[Point labeling dataset excerpts]
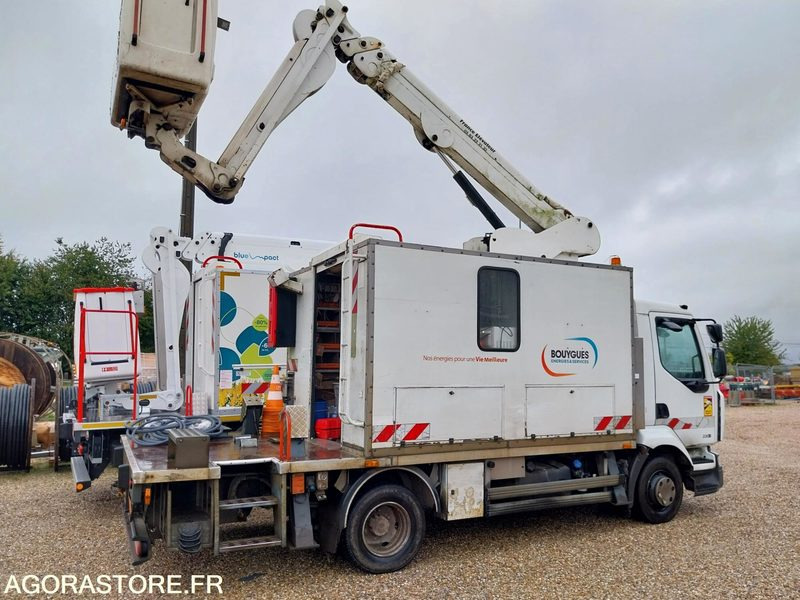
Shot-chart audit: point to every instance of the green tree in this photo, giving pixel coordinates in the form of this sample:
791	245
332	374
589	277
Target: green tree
751	340
13	272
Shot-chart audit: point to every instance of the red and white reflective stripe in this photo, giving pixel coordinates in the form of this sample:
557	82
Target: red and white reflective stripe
255	388
405	432
385	434
612	422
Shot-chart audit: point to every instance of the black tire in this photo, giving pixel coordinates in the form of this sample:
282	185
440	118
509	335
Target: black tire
659	491
385	529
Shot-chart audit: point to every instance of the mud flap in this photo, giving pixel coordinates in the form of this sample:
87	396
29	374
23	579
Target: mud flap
705	482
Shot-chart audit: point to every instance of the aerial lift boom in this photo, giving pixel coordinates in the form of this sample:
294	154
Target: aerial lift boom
322	37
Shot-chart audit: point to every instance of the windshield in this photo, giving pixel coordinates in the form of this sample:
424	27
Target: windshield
678	348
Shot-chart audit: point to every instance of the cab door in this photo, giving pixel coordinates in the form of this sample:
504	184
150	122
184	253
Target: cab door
684	399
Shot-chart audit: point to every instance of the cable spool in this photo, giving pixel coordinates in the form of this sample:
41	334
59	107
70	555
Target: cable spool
16	421
152	430
32	358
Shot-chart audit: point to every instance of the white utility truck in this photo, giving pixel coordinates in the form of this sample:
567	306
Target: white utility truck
470	382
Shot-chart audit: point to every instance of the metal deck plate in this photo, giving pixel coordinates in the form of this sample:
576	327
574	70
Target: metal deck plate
149	463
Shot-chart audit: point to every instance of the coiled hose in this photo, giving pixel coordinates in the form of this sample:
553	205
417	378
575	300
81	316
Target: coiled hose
152	430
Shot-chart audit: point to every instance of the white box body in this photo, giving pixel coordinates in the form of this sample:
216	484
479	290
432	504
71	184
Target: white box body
229	317
413	373
107	332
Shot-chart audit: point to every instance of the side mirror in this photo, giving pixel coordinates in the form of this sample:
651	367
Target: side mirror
719	362
671	325
715	332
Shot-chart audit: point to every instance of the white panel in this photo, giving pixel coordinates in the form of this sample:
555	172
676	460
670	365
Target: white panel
106	332
562	410
460	413
463	488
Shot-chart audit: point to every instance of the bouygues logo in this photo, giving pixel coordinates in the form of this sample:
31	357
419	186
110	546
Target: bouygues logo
569	358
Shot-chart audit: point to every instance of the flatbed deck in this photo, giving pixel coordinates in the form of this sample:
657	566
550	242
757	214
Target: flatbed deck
149	463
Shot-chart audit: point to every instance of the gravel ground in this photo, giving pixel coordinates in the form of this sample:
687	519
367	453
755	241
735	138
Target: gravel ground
741	542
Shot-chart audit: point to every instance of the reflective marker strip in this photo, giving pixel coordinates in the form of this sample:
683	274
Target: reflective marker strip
386	433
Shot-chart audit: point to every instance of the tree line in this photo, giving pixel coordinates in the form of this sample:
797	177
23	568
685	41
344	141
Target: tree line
36	299
36	296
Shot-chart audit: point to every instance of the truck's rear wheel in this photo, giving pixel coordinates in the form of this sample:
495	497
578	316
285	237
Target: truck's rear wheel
659	491
385	529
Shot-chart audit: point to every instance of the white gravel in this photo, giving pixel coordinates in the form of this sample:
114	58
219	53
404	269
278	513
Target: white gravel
742	542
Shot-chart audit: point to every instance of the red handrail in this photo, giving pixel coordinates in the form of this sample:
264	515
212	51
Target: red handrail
375	226
219	257
285	437
135	34
82	354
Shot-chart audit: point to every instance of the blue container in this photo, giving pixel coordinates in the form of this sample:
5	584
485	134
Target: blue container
319	410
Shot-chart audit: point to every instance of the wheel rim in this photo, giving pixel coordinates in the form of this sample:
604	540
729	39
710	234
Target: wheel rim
662	490
386	529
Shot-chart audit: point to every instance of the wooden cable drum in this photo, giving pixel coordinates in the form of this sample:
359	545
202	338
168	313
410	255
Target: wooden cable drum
9	374
22	361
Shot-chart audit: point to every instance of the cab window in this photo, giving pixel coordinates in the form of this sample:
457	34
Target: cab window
679	349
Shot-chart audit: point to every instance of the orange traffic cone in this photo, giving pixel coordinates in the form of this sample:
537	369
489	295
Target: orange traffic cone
270	422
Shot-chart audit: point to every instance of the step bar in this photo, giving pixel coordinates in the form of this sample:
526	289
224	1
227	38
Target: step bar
552	502
554	487
249	543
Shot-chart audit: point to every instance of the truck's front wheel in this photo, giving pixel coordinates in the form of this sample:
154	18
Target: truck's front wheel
385	529
659	491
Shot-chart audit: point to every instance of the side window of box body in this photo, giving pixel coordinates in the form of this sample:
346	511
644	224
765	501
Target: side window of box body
498	309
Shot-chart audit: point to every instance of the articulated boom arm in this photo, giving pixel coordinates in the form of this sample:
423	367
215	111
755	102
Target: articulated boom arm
322	37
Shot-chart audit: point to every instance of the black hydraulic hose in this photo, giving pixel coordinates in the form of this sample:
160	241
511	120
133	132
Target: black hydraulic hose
152	430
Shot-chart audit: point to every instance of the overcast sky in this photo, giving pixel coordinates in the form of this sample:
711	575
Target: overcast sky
675	126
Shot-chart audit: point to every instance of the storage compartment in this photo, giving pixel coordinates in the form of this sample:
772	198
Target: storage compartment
329	428
166	50
462	487
563	410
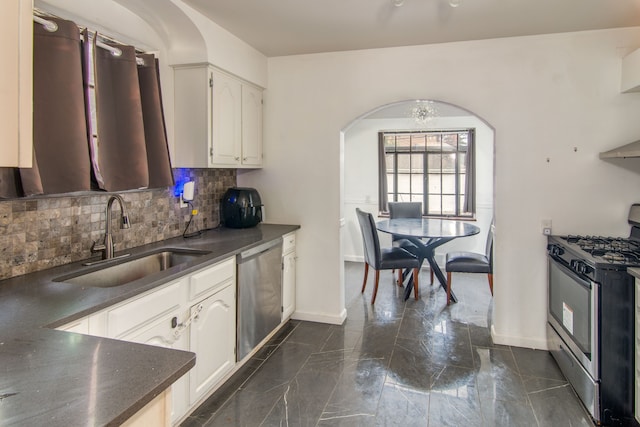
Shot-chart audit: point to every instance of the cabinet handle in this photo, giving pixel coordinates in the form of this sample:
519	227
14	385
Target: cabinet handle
183	326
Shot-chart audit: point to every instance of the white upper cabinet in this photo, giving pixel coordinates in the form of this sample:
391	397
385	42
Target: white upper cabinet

**Task instructions:**
Beginning with the line that holds "Shot-chart audit: point to every instance of the storage" and ending with the last line of the material above, extract every line exactly, pictures excluded.

**Completed task:**
Shot-chart audit: point to every instance of the storage compartment in this photo, giving pixel coordinates in the form of this sample:
772	198
Target: storage compartment
329	428
166	50
462	487
563	410
Shot-chart audit: point to every instance of the cabinet handle in this photo, giving pixel coordinates in the form of this sample:
519	227
14	385
Target: cabinet handle
183	326
Shot-chart audit: point to every instance of the white upper cabinet in this photo, giving pixel coordinates in the form of this sample:
391	397
385	42
Target: white upper cabinet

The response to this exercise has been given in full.